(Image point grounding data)
= = = = = = =

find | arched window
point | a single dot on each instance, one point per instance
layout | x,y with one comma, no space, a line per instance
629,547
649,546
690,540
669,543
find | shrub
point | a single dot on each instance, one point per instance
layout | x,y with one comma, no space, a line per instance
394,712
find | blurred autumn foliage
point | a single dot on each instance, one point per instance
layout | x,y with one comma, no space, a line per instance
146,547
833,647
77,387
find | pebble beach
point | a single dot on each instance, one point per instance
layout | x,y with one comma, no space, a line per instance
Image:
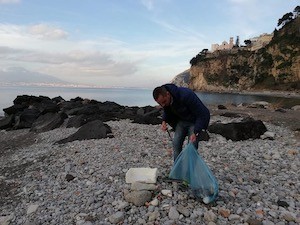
259,180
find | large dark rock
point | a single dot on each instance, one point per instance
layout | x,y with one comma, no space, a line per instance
48,122
93,130
46,106
84,109
6,122
237,131
28,99
26,118
147,120
78,121
14,109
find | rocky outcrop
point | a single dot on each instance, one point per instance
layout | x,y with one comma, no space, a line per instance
273,67
182,79
40,113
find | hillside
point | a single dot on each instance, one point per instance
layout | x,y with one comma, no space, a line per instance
273,67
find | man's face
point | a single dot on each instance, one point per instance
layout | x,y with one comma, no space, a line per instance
164,100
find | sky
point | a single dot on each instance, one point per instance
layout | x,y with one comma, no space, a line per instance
123,43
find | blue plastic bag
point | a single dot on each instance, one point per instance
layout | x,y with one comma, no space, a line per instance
191,168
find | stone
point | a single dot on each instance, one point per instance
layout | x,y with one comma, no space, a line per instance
138,198
224,212
209,216
116,217
32,208
183,210
5,220
154,202
173,213
153,216
138,186
268,136
166,192
252,221
143,175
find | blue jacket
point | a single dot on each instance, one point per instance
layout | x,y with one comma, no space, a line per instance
186,106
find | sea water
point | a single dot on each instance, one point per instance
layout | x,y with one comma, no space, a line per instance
127,96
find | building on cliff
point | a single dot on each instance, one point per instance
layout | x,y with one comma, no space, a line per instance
260,41
224,46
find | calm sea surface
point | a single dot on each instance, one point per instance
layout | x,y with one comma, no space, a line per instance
128,96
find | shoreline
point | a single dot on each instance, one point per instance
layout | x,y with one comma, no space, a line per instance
271,93
35,171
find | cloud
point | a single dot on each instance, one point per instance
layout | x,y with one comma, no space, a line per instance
106,61
47,32
9,1
148,4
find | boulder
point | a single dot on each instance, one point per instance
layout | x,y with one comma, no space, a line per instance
6,122
26,118
143,175
138,198
48,122
78,121
92,130
237,131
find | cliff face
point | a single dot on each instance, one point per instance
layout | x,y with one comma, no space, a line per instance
274,67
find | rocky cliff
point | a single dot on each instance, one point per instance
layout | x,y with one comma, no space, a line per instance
273,67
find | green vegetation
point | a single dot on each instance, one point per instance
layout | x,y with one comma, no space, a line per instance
284,65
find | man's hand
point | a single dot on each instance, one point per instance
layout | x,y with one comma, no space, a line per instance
164,126
193,138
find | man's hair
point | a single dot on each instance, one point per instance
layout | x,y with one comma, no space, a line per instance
161,90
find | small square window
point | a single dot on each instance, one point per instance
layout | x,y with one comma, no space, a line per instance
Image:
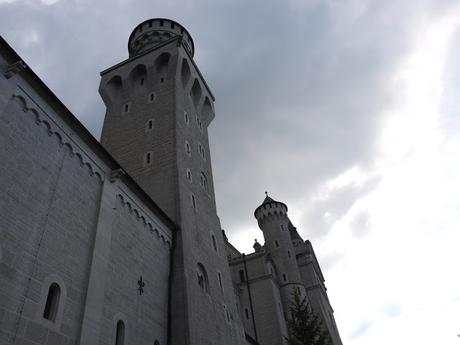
126,108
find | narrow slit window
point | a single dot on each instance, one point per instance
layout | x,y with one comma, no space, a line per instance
186,118
219,276
149,125
242,276
214,244
192,197
120,336
148,158
52,302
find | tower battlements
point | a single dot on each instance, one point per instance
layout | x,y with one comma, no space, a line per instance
270,208
152,32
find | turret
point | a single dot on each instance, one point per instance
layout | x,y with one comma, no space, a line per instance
153,32
272,218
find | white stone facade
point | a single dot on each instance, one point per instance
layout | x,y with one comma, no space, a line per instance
119,242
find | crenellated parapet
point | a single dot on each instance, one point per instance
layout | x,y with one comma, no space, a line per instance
269,210
152,32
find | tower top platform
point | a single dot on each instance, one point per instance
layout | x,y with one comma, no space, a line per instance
154,31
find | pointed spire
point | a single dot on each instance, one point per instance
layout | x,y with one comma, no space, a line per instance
257,246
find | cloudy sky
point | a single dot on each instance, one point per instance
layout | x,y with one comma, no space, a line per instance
347,111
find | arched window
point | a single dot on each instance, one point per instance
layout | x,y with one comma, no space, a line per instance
52,302
242,276
214,244
219,277
202,277
137,75
120,336
149,125
204,181
148,158
188,149
196,93
185,73
186,119
161,67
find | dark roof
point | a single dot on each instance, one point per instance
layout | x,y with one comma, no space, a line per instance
267,201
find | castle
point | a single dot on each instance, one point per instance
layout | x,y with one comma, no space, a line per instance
118,241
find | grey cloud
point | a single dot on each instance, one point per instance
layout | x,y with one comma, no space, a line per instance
362,328
322,214
392,310
301,87
361,224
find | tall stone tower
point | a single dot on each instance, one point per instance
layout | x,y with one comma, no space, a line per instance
273,220
159,108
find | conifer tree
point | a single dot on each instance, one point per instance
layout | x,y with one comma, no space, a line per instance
304,326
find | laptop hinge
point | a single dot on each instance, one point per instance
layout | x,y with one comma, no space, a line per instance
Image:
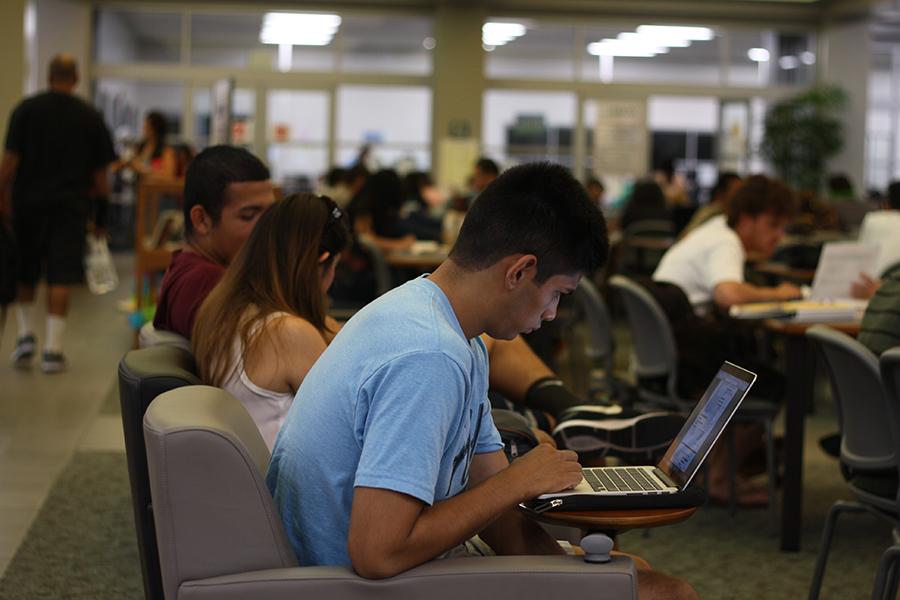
664,477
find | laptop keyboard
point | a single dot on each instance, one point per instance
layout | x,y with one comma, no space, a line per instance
620,479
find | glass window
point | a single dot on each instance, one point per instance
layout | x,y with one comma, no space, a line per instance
128,36
542,52
651,54
525,126
297,134
393,121
124,104
243,116
234,41
387,44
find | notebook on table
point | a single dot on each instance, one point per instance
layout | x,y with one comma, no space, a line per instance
682,460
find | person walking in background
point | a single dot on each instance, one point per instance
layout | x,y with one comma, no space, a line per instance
56,155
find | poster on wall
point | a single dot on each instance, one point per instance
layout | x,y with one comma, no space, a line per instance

= = = = = = =

**BRIEF**
When the string "stone" appears in a line of the records above, that line is to be copied.

**FINAL ANSWER**
find | stone
find | white stone facade
find | tall stone tower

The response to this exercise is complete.